(Available records Opens)

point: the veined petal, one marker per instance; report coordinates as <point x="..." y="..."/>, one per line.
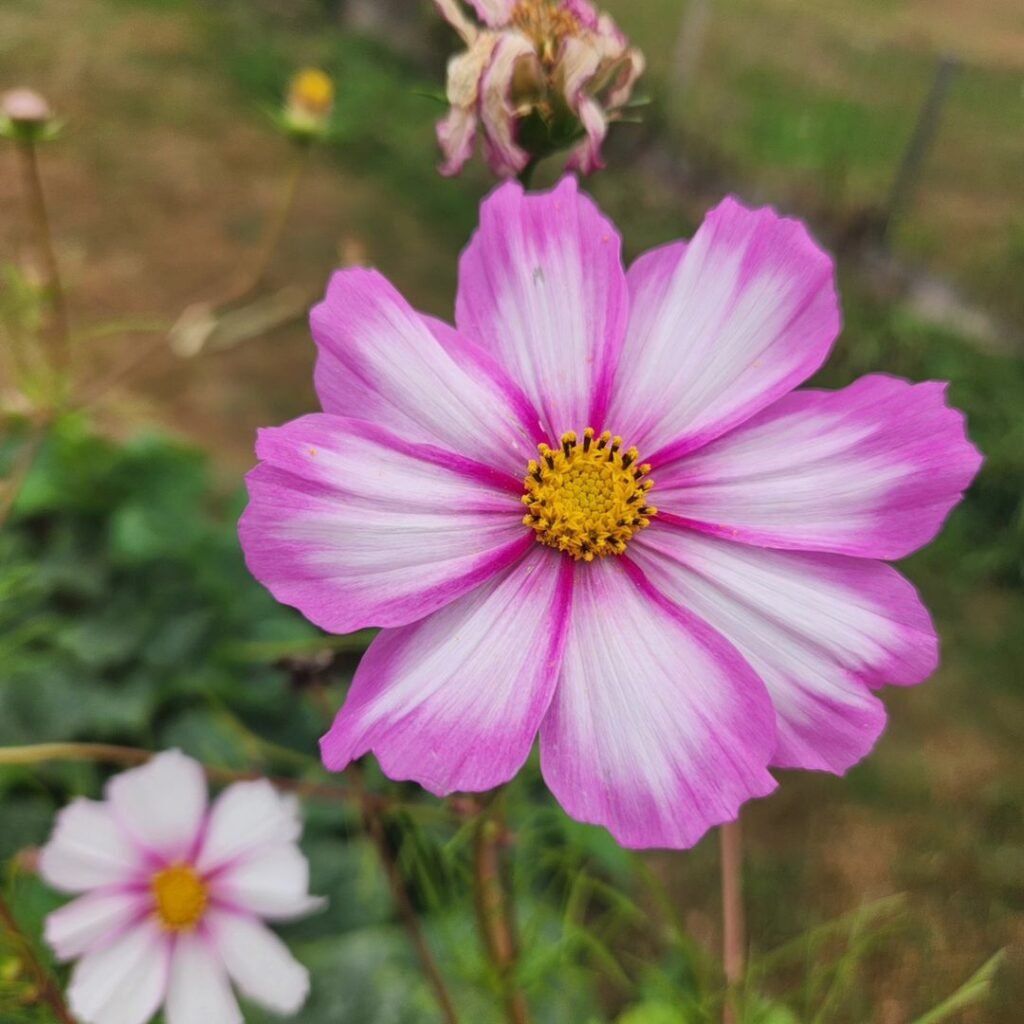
<point x="378" y="361"/>
<point x="454" y="701"/>
<point x="819" y="630"/>
<point x="505" y="156"/>
<point x="356" y="527"/>
<point x="124" y="982"/>
<point x="86" y="922"/>
<point x="88" y="849"/>
<point x="259" y="963"/>
<point x="162" y="804"/>
<point x="871" y="470"/>
<point x="272" y="883"/>
<point x="749" y="312"/>
<point x="244" y="818"/>
<point x="199" y="989"/>
<point x="658" y="728"/>
<point x="542" y="286"/>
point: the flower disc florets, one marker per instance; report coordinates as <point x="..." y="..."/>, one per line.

(Available records Closes)

(About this task)
Copy all the entries word for word. Omit any pictures.

(Response)
point: the veined petal, one marker per instance; report coordinates as <point x="..." y="..."/>, one per line.
<point x="378" y="361"/>
<point x="454" y="701"/>
<point x="819" y="630"/>
<point x="505" y="156"/>
<point x="356" y="527"/>
<point x="124" y="982"/>
<point x="86" y="922"/>
<point x="88" y="849"/>
<point x="259" y="963"/>
<point x="162" y="804"/>
<point x="871" y="470"/>
<point x="272" y="883"/>
<point x="749" y="312"/>
<point x="244" y="818"/>
<point x="199" y="989"/>
<point x="658" y="728"/>
<point x="542" y="286"/>
point: the flower disc florets, one marker per instance; report coordinates as <point x="..." y="..."/>, one per line.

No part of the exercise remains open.